Written request: Reproduce word for word everything in the poly-fungible-v2 proposal below, from "## Abstract" down to "pluggable token policies.".

Excerpt provided:

"""

Title: poly-fungible-v2
Author: Stuart Popejoy [email protected], Hee Kyun [email protected]
Status: Draft
Type: Standard
Category: Pact
Created: 2021-02-02
---

## Abstract

Improve the Pact multi-token [poly-fungible-v1](https://github.com/kadena-io/KIPs/blob/master/kuip-0011/kip-0011.md) standard to encompass

- a) token sales,
- b) Haber Content Integrity manifests
- c) pluggable token policies.

Intended to support Kadena "Marmalade" NFT decentralized infrastructure, these allow enforceable sale standards that encompass royalties, sales in any coin, better NFT integrity and identification, and more.

## Motivation

While poly-fungibles/ERC-1155's can behave like "normal" coins, NFTs aren't tokens  -  the whole point of
"non-fungibility" is to indicate that this item can't be traded for another. In a coin-like token,
transfer is the main operation: money changes hands. For an NFT however, transferring it from one owner to another
leaves out a crucial step: the sale of the NFT.

The problem with the ERC transfer-only model for NFTs appears whenever you want to do something beyond simply buying the
NFT from the current owner with no strings attached. For instance, an oft-touted feature of many NFTs is their ability
to pay a royalty to the original creator every time the artifact changes hands.

"""

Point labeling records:

"""

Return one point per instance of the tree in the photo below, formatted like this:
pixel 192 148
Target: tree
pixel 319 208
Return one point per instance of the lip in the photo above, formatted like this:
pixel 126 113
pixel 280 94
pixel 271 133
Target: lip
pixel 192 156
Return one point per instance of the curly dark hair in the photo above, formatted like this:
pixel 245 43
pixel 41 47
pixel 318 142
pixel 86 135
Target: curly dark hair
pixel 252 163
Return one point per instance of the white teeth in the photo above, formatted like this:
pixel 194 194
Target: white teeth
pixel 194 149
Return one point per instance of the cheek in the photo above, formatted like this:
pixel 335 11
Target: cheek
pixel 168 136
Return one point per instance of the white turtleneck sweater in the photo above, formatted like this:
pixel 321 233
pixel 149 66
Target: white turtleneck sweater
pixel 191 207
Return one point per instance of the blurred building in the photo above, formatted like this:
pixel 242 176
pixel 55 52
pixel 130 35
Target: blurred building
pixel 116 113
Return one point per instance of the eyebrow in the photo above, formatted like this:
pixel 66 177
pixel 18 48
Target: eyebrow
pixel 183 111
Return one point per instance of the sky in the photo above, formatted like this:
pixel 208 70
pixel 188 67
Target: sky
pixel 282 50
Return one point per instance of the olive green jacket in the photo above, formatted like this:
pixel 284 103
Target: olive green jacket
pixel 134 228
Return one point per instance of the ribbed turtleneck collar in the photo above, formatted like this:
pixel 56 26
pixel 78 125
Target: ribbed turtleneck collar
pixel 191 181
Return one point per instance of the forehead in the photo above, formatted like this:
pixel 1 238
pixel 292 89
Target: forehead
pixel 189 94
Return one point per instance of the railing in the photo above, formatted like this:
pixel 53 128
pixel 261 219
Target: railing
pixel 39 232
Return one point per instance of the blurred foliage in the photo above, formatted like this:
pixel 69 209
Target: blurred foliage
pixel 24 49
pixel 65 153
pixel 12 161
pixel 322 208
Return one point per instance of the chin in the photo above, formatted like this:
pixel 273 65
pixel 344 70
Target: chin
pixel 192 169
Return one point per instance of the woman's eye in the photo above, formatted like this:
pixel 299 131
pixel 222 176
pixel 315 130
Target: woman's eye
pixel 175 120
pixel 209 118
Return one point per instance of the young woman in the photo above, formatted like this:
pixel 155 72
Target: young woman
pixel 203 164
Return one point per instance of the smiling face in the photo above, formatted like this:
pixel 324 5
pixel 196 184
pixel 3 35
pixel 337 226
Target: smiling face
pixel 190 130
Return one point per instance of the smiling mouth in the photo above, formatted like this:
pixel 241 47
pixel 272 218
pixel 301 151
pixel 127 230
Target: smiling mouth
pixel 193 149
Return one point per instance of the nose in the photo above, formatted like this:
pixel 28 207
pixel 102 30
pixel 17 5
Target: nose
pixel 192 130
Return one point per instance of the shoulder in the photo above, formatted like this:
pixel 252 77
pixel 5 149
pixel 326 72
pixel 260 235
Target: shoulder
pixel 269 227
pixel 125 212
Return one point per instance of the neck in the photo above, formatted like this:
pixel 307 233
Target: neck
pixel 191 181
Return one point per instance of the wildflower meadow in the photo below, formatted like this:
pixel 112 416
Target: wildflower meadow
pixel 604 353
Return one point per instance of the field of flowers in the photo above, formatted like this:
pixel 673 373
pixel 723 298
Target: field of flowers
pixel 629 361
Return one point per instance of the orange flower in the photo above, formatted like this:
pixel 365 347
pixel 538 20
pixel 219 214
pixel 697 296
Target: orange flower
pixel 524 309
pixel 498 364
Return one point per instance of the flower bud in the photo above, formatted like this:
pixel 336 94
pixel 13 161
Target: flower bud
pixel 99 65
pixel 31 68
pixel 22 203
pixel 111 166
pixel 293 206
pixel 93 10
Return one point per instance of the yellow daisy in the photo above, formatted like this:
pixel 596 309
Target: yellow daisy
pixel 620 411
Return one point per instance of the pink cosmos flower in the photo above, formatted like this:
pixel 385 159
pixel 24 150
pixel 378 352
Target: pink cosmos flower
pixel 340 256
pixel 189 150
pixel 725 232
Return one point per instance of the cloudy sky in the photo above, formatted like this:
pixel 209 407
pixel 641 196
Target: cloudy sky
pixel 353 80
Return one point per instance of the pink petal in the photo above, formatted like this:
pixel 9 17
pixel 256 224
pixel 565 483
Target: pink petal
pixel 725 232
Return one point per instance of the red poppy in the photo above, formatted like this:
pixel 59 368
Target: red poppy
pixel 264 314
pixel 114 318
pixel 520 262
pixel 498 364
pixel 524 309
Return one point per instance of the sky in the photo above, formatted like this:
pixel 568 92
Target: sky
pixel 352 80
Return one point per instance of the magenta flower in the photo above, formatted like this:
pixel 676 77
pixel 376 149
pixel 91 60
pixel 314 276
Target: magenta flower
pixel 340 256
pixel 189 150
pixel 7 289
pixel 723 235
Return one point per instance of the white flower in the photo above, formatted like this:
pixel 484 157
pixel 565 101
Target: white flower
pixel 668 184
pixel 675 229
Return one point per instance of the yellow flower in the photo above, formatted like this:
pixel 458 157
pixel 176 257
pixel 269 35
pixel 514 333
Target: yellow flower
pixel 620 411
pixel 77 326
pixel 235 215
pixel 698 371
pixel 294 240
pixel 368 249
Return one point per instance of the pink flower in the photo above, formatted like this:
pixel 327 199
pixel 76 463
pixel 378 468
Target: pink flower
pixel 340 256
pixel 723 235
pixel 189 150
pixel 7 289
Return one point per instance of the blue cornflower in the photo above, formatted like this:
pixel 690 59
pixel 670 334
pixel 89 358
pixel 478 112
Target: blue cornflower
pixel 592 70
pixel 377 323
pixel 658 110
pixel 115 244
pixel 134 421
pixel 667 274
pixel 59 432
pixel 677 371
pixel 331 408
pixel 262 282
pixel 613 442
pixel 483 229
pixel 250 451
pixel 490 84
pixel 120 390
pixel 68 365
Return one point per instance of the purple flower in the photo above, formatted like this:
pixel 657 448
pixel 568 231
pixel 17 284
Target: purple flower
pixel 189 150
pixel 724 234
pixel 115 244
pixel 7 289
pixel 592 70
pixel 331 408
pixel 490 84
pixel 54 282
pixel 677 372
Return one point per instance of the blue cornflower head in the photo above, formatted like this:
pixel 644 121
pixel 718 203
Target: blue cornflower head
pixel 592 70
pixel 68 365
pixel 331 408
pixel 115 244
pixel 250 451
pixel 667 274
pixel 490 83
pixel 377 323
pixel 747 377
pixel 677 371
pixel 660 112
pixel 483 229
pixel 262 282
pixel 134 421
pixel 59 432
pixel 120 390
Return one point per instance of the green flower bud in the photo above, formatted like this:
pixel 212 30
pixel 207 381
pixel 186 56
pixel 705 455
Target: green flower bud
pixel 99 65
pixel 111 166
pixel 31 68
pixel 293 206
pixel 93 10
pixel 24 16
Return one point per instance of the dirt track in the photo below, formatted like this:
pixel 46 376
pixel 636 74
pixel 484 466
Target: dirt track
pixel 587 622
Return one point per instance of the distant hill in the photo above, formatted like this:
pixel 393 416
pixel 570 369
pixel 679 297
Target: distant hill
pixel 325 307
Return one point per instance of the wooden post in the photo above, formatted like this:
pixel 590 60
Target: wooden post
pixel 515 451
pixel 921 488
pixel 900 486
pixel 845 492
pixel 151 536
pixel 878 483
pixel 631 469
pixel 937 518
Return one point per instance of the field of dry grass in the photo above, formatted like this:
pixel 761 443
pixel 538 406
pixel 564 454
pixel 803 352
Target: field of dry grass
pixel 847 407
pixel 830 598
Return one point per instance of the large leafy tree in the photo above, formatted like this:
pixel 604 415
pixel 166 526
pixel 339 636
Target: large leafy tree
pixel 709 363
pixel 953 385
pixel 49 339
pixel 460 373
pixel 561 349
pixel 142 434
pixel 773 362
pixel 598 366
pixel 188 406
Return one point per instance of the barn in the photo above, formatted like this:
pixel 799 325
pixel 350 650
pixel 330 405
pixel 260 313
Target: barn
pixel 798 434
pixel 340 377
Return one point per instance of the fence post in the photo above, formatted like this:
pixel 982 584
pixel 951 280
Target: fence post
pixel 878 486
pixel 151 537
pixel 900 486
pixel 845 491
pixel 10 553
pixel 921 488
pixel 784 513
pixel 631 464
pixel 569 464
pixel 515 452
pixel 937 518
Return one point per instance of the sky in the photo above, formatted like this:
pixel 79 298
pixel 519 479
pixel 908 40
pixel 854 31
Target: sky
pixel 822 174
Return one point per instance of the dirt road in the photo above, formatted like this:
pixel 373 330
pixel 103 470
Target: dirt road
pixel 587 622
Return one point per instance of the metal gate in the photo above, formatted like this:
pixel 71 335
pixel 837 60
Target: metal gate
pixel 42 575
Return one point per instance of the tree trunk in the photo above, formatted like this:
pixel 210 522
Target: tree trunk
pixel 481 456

"""

Exercise output:
## Abstract

Improve the Pact multi-token [poly-fungible-v1](https://github.com/kadena-io/KIPs/blob/master/kuip-0011/kip-0011.md) standard to encompass

- a) token sales,
- b) Haber Content Integrity manifests
- c) pluggable token policies.